Exercise details: Please give every line of the records below as a JSON list of strings, one string per line, leaving out blank lines and the pictures.

Rows taken from a pointing dataset:
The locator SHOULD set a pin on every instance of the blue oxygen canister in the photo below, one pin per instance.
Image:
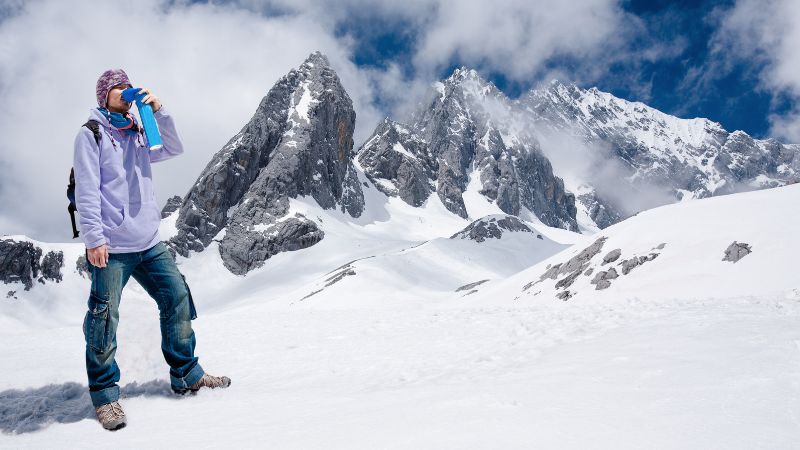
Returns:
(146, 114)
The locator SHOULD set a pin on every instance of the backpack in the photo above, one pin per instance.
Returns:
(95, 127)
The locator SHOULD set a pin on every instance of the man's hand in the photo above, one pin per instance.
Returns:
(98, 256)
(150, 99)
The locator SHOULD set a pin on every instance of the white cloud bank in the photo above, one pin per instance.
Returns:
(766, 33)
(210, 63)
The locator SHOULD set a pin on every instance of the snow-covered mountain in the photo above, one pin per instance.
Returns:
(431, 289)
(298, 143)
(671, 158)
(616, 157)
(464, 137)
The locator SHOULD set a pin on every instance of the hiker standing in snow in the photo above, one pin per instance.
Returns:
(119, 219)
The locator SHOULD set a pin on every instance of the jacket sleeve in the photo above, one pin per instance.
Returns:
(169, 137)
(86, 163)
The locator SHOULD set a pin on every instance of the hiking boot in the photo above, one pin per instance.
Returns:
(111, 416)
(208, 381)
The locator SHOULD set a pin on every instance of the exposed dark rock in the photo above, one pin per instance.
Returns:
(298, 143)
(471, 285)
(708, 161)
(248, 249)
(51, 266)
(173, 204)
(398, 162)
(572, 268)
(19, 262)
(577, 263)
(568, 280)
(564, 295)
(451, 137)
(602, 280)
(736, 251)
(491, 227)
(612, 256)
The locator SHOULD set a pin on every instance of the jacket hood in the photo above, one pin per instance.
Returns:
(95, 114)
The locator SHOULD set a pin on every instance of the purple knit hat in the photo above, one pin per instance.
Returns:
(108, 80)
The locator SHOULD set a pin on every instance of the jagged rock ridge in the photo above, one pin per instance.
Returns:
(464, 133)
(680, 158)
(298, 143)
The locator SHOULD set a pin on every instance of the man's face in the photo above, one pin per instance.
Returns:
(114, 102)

Complete answer:
[
  "The locator SHOULD set a pin on every instance of the blue oxygen canister in the photo below, one pin per instance.",
  "Image:",
  "Returns:",
  "(146, 114)",
  "The locator SHOULD set a pin on every instance of the backpack in the photo above, one pin per instance.",
  "Returns:",
  "(95, 127)",
  "The locator SHOULD set a pin on every instance of the man's hand in the photo above, one pin per instance.",
  "Returns:",
  "(98, 256)",
  "(150, 99)",
  "The locator SHOULD set a pin on every instance of the white cloud bank in the photo above, one pin per instance.",
  "Returns:",
  "(766, 33)",
  "(210, 63)",
  "The locator SHOULD set a pin on every instance of the snow-covered mountain in the photo above, one pin per instance.",
  "Returns:",
  "(431, 289)",
  "(298, 143)",
  "(671, 158)",
  "(616, 157)",
  "(464, 137)",
  "The locator SHOULD set a pin on every instance of the hiker standing in snow in the photo above, one pin per instance.",
  "Returns:",
  "(119, 219)",
  "The locator SHOULD set a pin on every instance of the jacket sleeve in the photo above, one pin per instance.",
  "Returns:",
  "(169, 137)",
  "(86, 163)",
  "The locator SHOULD set a pin on every instance of the hiking boot in the photo above, one pin per instance.",
  "Returns:",
  "(111, 416)",
  "(208, 381)",
  "The locator SHOULD set a pin on every instance of the exposed dark rock in the photo above, one pin per instance.",
  "Returns:",
  "(298, 143)",
  "(471, 285)",
  "(708, 161)",
  "(248, 249)",
  "(51, 266)",
  "(173, 204)",
  "(398, 162)",
  "(572, 268)",
  "(19, 262)",
  "(577, 263)",
  "(568, 280)",
  "(564, 295)",
  "(451, 137)",
  "(602, 280)",
  "(736, 251)",
  "(491, 227)",
  "(612, 256)",
  "The locator SHOULD set a pin on every instance of the jacket hood in the photo above, one pin per instance.",
  "Returns:",
  "(95, 114)",
  "The locator SHOULD set a pin on every instance of the purple knit hat in the photo above, one pin per instance.",
  "Returns:",
  "(108, 80)",
  "The locator SHOULD set a pin on every instance of the jagged rock ridge in the photo above, one pin per instance.",
  "Returns:",
  "(464, 133)",
  "(680, 158)",
  "(298, 143)",
  "The locator SHOULD set a pin on every instance of the man's face in the photo above, one pin per instance.",
  "Returns:",
  "(114, 102)"
]